=== Work to do ===
Copy out each of the items below word for word.

Point annotation data
+===+
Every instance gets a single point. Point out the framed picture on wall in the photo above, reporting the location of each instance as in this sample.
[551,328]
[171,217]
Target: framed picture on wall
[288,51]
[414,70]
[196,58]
+===+
=== Reply ===
Every instance gets a single point. Point out the framed picture on wall in the photo above, reporting the location of each instance as in this sample.
[551,328]
[171,217]
Target: framed picture on wall
[288,51]
[414,70]
[196,58]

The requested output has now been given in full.